Copy everything below, from the line containing "instance of the sky" down through the end of the records. Multiply each point coordinate in the answers by 0.3 and round it to a whole number, with halves rounding up, and leave every other number unchanged.
# # #
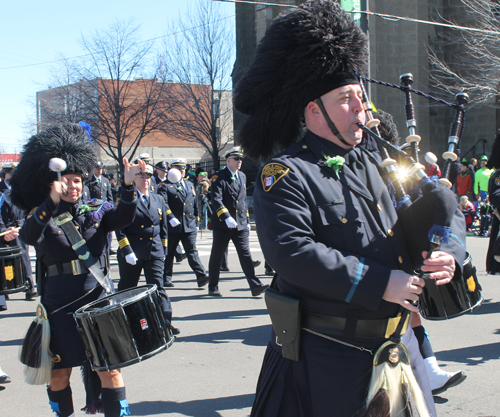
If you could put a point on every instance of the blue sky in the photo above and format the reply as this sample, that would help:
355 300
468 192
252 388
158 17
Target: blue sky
35 32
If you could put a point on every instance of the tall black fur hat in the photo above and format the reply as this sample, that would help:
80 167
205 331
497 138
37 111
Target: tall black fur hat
494 160
306 52
32 178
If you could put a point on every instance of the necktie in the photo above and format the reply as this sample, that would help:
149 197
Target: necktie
357 166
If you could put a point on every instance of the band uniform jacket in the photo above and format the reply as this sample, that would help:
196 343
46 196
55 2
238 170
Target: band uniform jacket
181 205
147 235
100 189
53 250
229 199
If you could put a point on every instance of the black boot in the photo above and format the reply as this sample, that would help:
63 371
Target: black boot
114 402
61 402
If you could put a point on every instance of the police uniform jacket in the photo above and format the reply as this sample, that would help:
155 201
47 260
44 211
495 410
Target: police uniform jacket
229 199
12 216
332 239
100 188
181 205
147 235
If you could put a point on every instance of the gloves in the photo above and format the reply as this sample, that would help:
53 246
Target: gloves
131 258
174 222
231 223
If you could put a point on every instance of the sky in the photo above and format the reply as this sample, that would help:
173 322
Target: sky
33 33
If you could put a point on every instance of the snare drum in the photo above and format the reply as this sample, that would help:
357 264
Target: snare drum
460 296
12 277
123 328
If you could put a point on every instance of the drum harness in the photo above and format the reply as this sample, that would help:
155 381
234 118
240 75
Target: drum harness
79 245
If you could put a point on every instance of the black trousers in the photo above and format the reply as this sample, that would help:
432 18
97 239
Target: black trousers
27 263
153 272
240 240
189 242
# # #
### RESULT OF THIS TASK
If you could put a point on every instance of the sky in the photo above and format the reply as this sample, that would help:
173 322
Target: sky
10 10
If you could put a point on every instance of the snare drum in the photo above and format the reply as this sample, that would help:
357 264
Target: snare drum
138 89
4 83
37 98
If you could put a point on every instance of the drum harness in the photo above and format the reply as this sample, that would help:
155 381
234 118
240 75
Target: drum harness
24 74
If you could put a point on every instance of the black trousers in the photo above and format the reply as this sample, that would help:
432 18
97 239
Target: black trousers
8 79
46 82
72 72
57 73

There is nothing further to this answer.